* Problem description
Your reply should be an exact copy of every entry, with the pictures removed.

┄┄┄┄┄┄┄┄┄┄┄┄┄┄┄┄┄┄┄┄

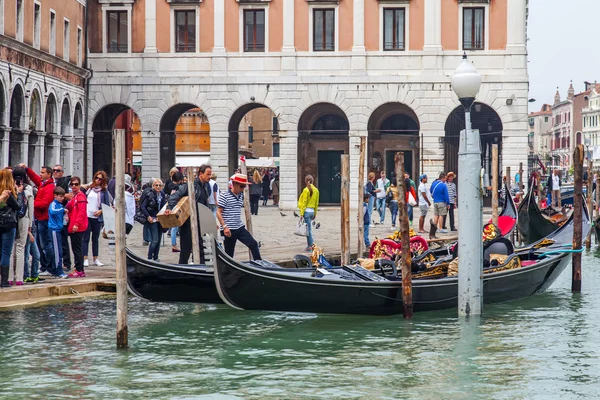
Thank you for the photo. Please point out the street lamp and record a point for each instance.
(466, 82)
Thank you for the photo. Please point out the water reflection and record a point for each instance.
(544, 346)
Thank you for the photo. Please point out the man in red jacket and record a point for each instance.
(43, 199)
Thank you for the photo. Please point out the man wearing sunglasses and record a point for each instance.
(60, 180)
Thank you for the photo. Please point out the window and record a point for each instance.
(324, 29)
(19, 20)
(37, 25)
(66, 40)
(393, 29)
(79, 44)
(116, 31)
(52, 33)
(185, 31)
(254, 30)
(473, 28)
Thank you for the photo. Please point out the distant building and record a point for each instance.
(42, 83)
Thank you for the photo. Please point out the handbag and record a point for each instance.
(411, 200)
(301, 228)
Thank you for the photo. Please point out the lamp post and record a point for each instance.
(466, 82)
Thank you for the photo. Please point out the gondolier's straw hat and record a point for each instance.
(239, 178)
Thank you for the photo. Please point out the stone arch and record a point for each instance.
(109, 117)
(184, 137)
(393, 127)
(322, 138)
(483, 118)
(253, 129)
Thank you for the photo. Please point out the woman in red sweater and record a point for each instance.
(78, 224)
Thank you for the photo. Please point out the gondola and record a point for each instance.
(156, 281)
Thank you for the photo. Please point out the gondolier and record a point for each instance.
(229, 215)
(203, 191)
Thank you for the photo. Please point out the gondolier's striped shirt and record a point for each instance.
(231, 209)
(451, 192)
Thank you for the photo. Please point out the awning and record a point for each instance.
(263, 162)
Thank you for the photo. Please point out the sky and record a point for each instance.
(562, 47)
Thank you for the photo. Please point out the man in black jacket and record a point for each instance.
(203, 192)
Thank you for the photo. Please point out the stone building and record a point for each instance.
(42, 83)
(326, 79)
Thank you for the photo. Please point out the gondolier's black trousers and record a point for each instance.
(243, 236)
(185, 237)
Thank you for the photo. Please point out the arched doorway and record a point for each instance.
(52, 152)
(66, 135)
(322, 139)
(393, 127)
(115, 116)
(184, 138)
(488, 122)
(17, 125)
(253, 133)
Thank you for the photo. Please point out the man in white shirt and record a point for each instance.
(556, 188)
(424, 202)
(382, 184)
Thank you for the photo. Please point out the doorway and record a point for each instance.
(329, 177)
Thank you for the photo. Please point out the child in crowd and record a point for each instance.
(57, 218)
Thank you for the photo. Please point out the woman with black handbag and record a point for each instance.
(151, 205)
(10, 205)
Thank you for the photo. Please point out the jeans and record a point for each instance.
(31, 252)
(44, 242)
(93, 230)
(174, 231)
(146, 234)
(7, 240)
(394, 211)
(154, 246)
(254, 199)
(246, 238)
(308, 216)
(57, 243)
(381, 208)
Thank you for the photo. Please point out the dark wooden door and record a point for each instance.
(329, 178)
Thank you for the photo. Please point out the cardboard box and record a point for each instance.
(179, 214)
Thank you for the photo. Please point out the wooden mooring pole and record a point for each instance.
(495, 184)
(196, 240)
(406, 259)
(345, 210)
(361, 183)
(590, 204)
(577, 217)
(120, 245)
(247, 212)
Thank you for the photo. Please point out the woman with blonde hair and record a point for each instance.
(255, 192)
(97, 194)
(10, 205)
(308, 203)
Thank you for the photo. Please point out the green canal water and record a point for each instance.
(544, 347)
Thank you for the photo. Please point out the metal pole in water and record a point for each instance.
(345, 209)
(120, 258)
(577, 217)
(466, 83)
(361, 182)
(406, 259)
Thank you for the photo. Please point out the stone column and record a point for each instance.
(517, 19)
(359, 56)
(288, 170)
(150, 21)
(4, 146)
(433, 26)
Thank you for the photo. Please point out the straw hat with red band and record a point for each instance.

┄┄┄┄┄┄┄┄┄┄┄┄┄┄┄┄┄┄┄┄

* Solved problem
Thank you for the photo. Please point out the street lamp and record a point for each instance.
(466, 82)
Thank you for the photo. Please point out the water reflection and record a point for each instance.
(544, 346)
Thank you for the photo. Please point out the man in red jacket and record a point for each instance.
(43, 199)
Thank you for the photo. Please point out the man wearing sunglasses and record a point for each instance.
(60, 180)
Thank you for the photo. Please point out the window and record a point for each instance.
(324, 29)
(19, 20)
(37, 25)
(66, 40)
(393, 29)
(79, 44)
(116, 31)
(52, 33)
(185, 31)
(254, 30)
(473, 28)
Thank you for the photo. Please point out the distant building and record a point for each instance.
(42, 83)
Thank you for the photo. Please point out the handbag and record a point for each instance.
(411, 200)
(301, 228)
Thank you for the photo. Please point out the lamp post and record a point for each instance.
(466, 82)
Thank you for the photo. Please point out the gondolier's straw hat and record a point for each instance.
(239, 178)
Thank you for the photo. Please point out the stone arch and record a point for each instance.
(109, 117)
(184, 137)
(393, 127)
(322, 138)
(483, 118)
(253, 129)
Thank you for the photo. Please point out the woman in red sweater and record a point for each instance.
(78, 224)
Thank you for the photo. Please point out the gondola and record a point for each instance.
(156, 281)
Thank you for the photo. Please point out the gondolier and record a point for each instance.
(229, 215)
(203, 191)
Thank you for the photo. Please point out the gondolier's striped shirt and record a point for each instance.
(231, 209)
(451, 192)
Thank you for the photo. Please point out the awning and record a point for each instance.
(263, 162)
Thank you for the photo. Please point out the sky and record a point for each instance.
(562, 47)
Thank you for the photo. Please point out the man in black jacket and record a point for each instance.
(203, 192)
Thank you for the photo. Please point out the stone building and record a point for each instance.
(42, 83)
(326, 79)
Thank you for the photo. Please point out the gondolier's black trousers and record a point for each instance.
(243, 236)
(185, 237)
Thank you for the photo. Please point out the arched doorway and record a point for each instance.
(52, 152)
(66, 135)
(322, 139)
(393, 127)
(115, 116)
(184, 138)
(488, 122)
(17, 125)
(253, 133)
Thank you for the photo. Please point out the man in white shirt and record a point for each instance.
(556, 188)
(424, 202)
(382, 184)
Thank you for the photo. Please point out the doorway and record a point for each instance.
(329, 177)
Thank you for the photo. Please point out the child in crowd and record a point for each instance.
(57, 218)
Thank you for the photo. Please point out the woman with black handbag and record a point for each instance.
(151, 205)
(10, 205)
Thank you for the photo. Please point out the jeans and record a point for each instance.
(31, 252)
(44, 242)
(93, 230)
(174, 231)
(146, 234)
(7, 240)
(394, 211)
(154, 246)
(254, 199)
(246, 238)
(308, 216)
(57, 243)
(381, 208)
Thank you for the photo. Please point out the dark wooden door and record a point for each instance.
(329, 178)
Thank you for the photo. Please point out the cardboard box and record a point for each instance.
(179, 214)
Thank you for the photo. Please point out the wooden mooring pole and record a point for each instance.
(495, 184)
(196, 240)
(406, 259)
(345, 210)
(361, 183)
(590, 204)
(577, 217)
(120, 245)
(247, 212)
Thank you for the photo. Please point out the woman with blonde hair and record a point for each instance.
(255, 192)
(97, 194)
(10, 205)
(308, 203)
Thank you for the photo. Please point out the green canal water and record a point for each instance.
(544, 347)
Thank you for the photo. Please point out the metal pole in water and record a point for each instance.
(345, 209)
(120, 258)
(577, 217)
(466, 83)
(361, 182)
(406, 259)
Thank you for the photo. Please point out the stone column and record a point for each instance.
(517, 19)
(359, 56)
(288, 170)
(150, 21)
(4, 146)
(433, 26)
Thank you for the photo. Please point out the straw hat with red band and record a point for each instance.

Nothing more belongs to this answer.